Source excerpt:
A “Texas shootout” or “Texas showdown” or “Texas buy-sell” (also called “Mexican shootout,” “Russian roulette” and “Armenian handshake") occurs when both parties in a joint venture are interested in buying each other out. There are sealed bids, and the highest bidder wins the bid. The “Texas” terminology originated in the 1980s or early 1990s.
Wikipedia: Deadlock provision
A deadlock provision, or deadlock resolution clause, is a contractual clause or series of clauses in a shareholders’ agreement or other form of joint venture agreement which determines how disagreements on key issues are to be resolved in relation to the management of the enterprise.
Deadlock provisions vary enormously between different countries and with respect to different types of transactions. However, characteristically the format of the provision will be as follows:
1. Certain “key matters” will be designated as matters upon which deadlocks can arise. These will usually be fairly fundamental matters relating to the management and control of the business.

Available data:
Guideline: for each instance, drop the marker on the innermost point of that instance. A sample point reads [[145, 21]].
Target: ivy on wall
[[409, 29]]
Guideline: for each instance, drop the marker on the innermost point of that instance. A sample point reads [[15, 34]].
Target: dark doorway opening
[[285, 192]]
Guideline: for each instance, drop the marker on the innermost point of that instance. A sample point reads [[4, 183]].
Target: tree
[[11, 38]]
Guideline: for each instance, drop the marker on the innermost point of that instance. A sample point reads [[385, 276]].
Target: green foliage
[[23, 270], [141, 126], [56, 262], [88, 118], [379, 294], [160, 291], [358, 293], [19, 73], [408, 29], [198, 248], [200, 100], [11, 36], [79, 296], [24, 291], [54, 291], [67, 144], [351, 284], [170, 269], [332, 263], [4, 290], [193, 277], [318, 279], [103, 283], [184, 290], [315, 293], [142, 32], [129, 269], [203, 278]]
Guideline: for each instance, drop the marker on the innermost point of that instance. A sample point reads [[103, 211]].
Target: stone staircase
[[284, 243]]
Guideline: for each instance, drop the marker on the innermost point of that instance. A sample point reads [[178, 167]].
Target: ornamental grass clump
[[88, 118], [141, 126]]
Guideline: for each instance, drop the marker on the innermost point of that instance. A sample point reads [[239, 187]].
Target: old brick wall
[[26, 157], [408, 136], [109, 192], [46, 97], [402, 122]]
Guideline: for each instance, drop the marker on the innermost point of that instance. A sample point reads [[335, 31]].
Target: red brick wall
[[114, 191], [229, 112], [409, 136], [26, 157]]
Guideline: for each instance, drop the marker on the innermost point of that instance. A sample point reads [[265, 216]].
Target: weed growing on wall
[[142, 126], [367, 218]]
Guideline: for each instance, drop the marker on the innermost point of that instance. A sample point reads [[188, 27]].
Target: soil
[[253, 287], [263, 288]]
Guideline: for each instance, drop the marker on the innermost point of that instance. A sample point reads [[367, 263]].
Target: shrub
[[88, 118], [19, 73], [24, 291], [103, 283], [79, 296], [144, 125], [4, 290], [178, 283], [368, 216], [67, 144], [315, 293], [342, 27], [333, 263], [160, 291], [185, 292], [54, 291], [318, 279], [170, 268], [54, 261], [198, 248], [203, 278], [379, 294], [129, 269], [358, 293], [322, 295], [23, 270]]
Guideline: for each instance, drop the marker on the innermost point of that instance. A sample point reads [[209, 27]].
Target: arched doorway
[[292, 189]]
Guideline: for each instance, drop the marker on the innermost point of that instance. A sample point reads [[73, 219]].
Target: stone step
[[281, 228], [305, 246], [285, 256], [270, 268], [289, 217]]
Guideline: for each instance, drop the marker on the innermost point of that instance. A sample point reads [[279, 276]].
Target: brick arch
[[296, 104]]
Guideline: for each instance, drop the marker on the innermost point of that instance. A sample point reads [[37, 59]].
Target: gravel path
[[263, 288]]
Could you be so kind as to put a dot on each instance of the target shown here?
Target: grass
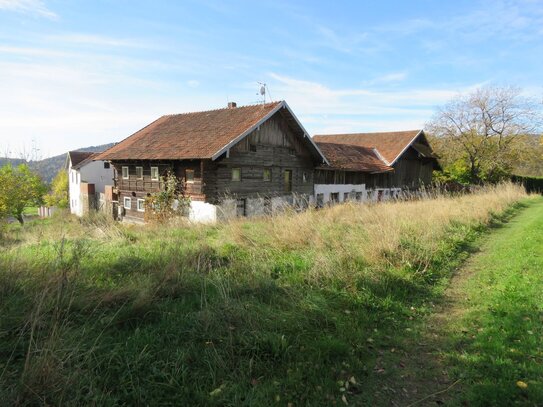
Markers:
(293, 309)
(498, 346)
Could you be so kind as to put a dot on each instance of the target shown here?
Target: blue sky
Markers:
(80, 73)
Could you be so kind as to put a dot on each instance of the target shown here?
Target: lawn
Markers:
(498, 347)
(294, 309)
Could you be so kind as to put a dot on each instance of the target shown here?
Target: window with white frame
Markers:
(189, 176)
(141, 205)
(236, 174)
(154, 173)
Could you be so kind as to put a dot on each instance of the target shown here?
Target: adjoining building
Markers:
(87, 179)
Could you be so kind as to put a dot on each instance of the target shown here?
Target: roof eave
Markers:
(406, 147)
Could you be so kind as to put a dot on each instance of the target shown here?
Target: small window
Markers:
(236, 174)
(189, 176)
(141, 205)
(288, 180)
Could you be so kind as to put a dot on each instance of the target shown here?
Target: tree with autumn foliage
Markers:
(19, 187)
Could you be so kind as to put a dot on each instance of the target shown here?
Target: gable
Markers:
(198, 135)
(390, 145)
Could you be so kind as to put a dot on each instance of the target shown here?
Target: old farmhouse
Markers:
(252, 160)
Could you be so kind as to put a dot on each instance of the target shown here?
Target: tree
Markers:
(19, 188)
(59, 195)
(483, 131)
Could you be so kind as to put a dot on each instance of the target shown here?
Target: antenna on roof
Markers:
(262, 92)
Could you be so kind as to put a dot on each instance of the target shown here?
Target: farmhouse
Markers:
(87, 179)
(252, 160)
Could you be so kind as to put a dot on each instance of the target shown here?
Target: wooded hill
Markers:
(48, 167)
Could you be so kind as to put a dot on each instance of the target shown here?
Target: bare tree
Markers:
(483, 128)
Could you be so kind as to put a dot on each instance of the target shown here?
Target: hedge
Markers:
(532, 184)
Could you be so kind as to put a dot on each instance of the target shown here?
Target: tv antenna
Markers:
(262, 92)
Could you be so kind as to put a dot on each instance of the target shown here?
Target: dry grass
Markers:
(74, 290)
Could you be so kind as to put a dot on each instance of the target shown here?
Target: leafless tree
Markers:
(483, 129)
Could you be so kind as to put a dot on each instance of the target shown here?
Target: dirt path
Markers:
(415, 374)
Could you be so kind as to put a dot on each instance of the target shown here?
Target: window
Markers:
(288, 180)
(236, 174)
(241, 207)
(154, 173)
(141, 205)
(189, 176)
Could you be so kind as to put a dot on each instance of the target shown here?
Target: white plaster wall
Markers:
(92, 173)
(95, 173)
(74, 188)
(202, 212)
(341, 189)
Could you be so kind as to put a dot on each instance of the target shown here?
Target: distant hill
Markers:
(49, 167)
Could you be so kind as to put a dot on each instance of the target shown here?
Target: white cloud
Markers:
(323, 109)
(34, 7)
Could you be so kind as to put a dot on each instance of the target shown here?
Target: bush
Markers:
(531, 184)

Goals:
1. In the text on deadlock provisions, when did the "Texas" terminology originate?
2. Revise the entries from their first line up to and including the line with "[[88, 118], [141, 126]]", swapping "innermost" for "most central" and keeping everything else as it is. Return only those lines.

Results by task:
1. In the 1980s or early 1990s.

2.
Guideline: for each instance, drop the marker on the most central point of that instance. A sample point reads [[145, 21]].
Target: ivy on wall
[[409, 29]]
Guideline: for each instance, drop the marker on the most central point of that instance. A sample point reads [[15, 34]].
Target: dark doorway opening
[[285, 192]]
Guideline: for each instance, drop the marker on the most central point of that instance. A sample point reads [[4, 183]].
Target: tree
[[11, 38]]
Guideline: for each instance, drop the marker on the most central point of that instance. A sample point reads [[385, 276]].
Target: green foliage
[[23, 270], [141, 126], [56, 262], [88, 118], [379, 294], [160, 291], [358, 293], [19, 73], [408, 29], [198, 248], [200, 100], [11, 36], [79, 296], [24, 291], [54, 291], [67, 144], [351, 284], [170, 269], [332, 263], [4, 290], [193, 277], [318, 279], [103, 283], [184, 290], [315, 293], [142, 32], [129, 269], [203, 278]]
Guideline: for each instance, drop the marker on the most central point of that instance. A sample point reads [[103, 211]].
Target: stone staircase
[[284, 243]]
Guideline: for each instance, drop the marker on the most central point of that instance. A sample point reads [[178, 167]].
Target: ornamental grass clump
[[88, 118], [141, 126]]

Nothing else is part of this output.